**What the task asks**.
Extract word for word the passage of the post on carriers withholding mobile metrics that runs from "The information is" up to and including "smell the Begonias?".

Category Archives: iDTV

Mobile metrics: Carriers are witholding

An interesting example of the flawed mobile business model surfaced this week. According to Matthew Feldman, president and CEO of Versaly Entertainment “Anyone in the mobile industry will say reporting is probably one of the weakest segments of the mobile industry”. Jack Hallahan, VP of advertising and brand partnerships at MobiTV Inc., which has almost 4 million subscribers said the company also has the problem. “MobiTV knows what device type is watching at any time, but it still doesn’t know who that user is”, he said. The problem is that whilst they know the device the content is being viewed on they don’t have any detailed demographic information. “We don’t have a data point of exactly what’s happening on the last mile,” Hallahan added.

The information is held by the carriers but they are not sharing it. Not only are they not sharing data they are also taking a large share of the revenues for providing the pipe for distribution of digital media like video – typically 35%. The combination of these two factors is reducing investment and stifling innovation. Until the business model changes mobile will suffer. Interestingly, in the US data revenues fell for the first time ever in the second half of 2007. Will it take an economic collapse of the scale seen in the music business caused by innovative consumers to force the change or will carriers wake up and smell the Begonias?

**Data**.
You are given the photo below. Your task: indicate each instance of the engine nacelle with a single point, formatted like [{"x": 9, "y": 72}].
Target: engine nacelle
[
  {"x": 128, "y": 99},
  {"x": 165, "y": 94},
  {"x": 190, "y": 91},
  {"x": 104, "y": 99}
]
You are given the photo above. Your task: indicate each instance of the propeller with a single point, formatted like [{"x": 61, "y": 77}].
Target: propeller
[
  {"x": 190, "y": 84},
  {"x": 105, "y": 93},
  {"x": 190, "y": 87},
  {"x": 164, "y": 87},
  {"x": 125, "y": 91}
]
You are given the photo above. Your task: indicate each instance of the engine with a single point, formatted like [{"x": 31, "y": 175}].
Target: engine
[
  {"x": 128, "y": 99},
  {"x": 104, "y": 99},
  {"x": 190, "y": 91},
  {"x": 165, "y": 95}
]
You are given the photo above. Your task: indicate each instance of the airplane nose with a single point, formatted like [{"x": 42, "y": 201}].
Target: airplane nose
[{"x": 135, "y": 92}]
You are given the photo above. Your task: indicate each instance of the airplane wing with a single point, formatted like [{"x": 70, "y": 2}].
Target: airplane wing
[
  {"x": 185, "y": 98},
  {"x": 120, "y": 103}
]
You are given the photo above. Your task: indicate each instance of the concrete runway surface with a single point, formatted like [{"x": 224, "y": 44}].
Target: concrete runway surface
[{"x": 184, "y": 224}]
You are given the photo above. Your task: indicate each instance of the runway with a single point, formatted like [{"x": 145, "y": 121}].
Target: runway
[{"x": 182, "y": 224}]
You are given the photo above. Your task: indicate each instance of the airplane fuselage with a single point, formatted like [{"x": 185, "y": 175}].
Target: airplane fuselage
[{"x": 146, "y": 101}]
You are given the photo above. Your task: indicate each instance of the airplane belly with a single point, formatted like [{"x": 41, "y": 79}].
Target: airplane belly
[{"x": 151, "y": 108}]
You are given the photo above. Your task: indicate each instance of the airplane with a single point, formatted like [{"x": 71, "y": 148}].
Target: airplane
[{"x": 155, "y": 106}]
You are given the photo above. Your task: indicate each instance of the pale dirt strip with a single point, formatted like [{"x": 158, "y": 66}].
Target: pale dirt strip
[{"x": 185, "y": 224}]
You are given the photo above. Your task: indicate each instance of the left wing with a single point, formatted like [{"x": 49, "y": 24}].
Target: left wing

**Result below**.
The information is held by the carriers but they are not sharing it. Not only are they not sharing data they are also taking a large share of the revenues for providing the pipe for distribution of digital media like video – typically 35%. The combination of these two factors is reducing investment and stifling innovation. Until the business model changes mobile will suffer. Interestingly, in the US data revenues fell for the first time ever in the second half of 2007. Will it take an economic collapse of the scale seen in the music business caused by innovative consumers to force the change or will carriers wake up and smell the Begonias?